▶ _Provided records_:
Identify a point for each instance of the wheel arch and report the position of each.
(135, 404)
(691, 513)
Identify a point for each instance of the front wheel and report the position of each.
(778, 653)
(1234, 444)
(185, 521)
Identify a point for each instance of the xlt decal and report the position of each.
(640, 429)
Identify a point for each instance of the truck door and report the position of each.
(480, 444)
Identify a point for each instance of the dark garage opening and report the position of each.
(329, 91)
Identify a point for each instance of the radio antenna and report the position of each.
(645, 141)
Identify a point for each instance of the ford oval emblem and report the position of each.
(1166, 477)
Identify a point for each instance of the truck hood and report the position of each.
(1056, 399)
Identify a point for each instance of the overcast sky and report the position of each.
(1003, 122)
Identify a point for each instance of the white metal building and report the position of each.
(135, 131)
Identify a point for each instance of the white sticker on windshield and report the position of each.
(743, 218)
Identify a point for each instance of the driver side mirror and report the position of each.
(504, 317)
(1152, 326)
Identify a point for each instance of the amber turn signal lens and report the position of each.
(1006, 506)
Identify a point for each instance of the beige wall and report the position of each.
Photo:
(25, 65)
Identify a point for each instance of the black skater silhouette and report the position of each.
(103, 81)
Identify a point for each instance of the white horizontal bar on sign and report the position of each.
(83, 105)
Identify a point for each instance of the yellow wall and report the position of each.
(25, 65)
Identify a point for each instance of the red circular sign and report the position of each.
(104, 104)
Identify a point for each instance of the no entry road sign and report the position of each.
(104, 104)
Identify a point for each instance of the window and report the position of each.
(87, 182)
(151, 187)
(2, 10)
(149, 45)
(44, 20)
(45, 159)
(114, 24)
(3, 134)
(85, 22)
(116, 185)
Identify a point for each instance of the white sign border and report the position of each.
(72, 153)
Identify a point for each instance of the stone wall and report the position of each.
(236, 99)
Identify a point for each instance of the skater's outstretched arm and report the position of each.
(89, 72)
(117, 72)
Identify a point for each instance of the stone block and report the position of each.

▶ _Task to carry out_:
Quote all of the items above verbatim and in their original order.

▶ _Task answer_:
Identify a point for each instance of the wheel arch and report the position of each.
(135, 404)
(691, 513)
Identify a point for each instance of the front wheel and report the position of each.
(778, 653)
(1234, 444)
(185, 521)
Identify a point for each instance of the xlt decal and report the position of each.
(640, 429)
Identify a point for each instance of the truck door and report the position of each.
(480, 444)
Identify a point for each instance of the dark garage opening and report the position of each.
(329, 91)
Identify a point for each instance of the radio antenna and report the position of each.
(645, 141)
Identify a point for each instance of the ford oval emblem and report the position of each.
(1166, 477)
Identify a point for each instance of the truck hood and report the position of each.
(1056, 399)
Identify a point for each instance of the overcast sky and report the position of each.
(1003, 122)
Identify a point for each instance of the white metal building and report the position of each.
(135, 131)
Identify a point for each instance of the white sticker on windshield and report the position of each.
(743, 218)
Identify a point for each instance of the driver side mirror and report the position of each.
(504, 317)
(1152, 326)
Identify a point for each instance of the amber turn signal lens and report the position of each.
(1006, 506)
Identify a point for each instance of the beige wall and report the position of each.
Photo:
(25, 65)
Identify a point for each instance of the black skater silhouette and report the position of each.
(103, 81)
Identify a point for each instance of the white horizontal bar on sign and report the position of each.
(83, 105)
Identify a point for each instance of the yellow wall and report the position of each.
(25, 65)
Identify a point for each instance of the red circular sign and report the position of each.
(104, 104)
Identify a point for each instance of the no entry road sign and report the position of each.
(104, 104)
Identify a point for each instance of the window and report the position of each.
(87, 182)
(151, 187)
(2, 10)
(149, 45)
(44, 20)
(45, 159)
(114, 24)
(3, 134)
(85, 22)
(116, 185)
Identify a point for each instance of the white sign border and report the position of each.
(72, 153)
Identify a point for each instance of the stone wall and report the position of each.
(236, 99)
Identify a point for each instance of the skater's outstretched arm and report the position of each.
(89, 72)
(117, 72)
Identify a point for each instance of the stone block and report the position of each.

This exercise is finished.